ヨ(節・代)は「まとめ・治め・範囲・区分・時代」 などを意味します。

 ★節・代 (よ)
 ミユ(見ゆ)の名詞形 “ミヨ” の略で、「合わせ・集まり・まとめ」 などを
 原義とし、「まとめ・まとまり・治め・範囲・節・区分」 などを表します。
 辞書は “節” を “世” と同源と説いていますが、これは同意しかねます。
 “世” は 「下・低・地」 が原義で、ヨ(夜) と同源です。


糸口・緒 (いとぐち)


■トコヨ尊 (とこよかみ)
トコヨ(▽疾代)は 「先行する時代・古き時代・いにしえ」 などを意味し、
トコヨ尊は 「クニトコタチ」 の別称です。この場合はおそらく 「クニサツチ」 を指します。

- 記述問題:
上の「よ」の語源を説く抜粋から、「ヨ(節・代)は「まとめ・治め・範囲・区分・時代」 などを意味します。」から「は 「下・低・地」 が原義で、ヨ(夜) と同源です。」までを、両端の語句も含めて一字一句たがえずに書き出してもらえますか？

- データセットの行:
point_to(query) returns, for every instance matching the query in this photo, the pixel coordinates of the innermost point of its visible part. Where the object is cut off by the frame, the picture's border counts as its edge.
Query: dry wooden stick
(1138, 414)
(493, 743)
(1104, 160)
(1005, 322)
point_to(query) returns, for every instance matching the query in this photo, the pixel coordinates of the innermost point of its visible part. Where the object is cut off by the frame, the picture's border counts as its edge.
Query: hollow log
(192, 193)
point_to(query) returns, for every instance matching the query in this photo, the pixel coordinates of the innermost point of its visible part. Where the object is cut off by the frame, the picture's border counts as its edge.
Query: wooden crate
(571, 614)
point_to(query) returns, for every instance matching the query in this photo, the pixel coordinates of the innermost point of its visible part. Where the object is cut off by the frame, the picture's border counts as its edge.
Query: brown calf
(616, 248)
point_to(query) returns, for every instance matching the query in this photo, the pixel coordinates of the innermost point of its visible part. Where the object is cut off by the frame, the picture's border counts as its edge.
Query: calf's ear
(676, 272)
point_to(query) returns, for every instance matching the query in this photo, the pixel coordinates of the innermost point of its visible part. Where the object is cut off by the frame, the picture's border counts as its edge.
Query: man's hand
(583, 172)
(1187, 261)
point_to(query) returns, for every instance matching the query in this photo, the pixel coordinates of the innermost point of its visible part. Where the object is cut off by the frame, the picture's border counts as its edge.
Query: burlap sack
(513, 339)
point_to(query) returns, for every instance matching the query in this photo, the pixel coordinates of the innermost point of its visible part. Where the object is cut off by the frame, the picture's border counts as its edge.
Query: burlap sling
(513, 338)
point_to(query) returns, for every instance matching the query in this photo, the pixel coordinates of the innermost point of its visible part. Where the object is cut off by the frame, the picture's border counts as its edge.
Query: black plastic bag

- 本問の解答:
ヨ(節・代)は「まとめ・治め・範囲・区分・時代」 などを意味します。

 ★節・代 (よ)
 ミユ(見ゆ)の名詞形 “ミヨ” の略で、「合わせ・集まり・まとめ」 などを
 原義とし、「まとめ・まとまり・治め・範囲・節・区分」 などを表します。
 辞書は “節” を “世” と同源と説いていますが、これは同意しかねます。
 “世” は 「下・低・地」 が原義で、ヨ(夜) と同源です。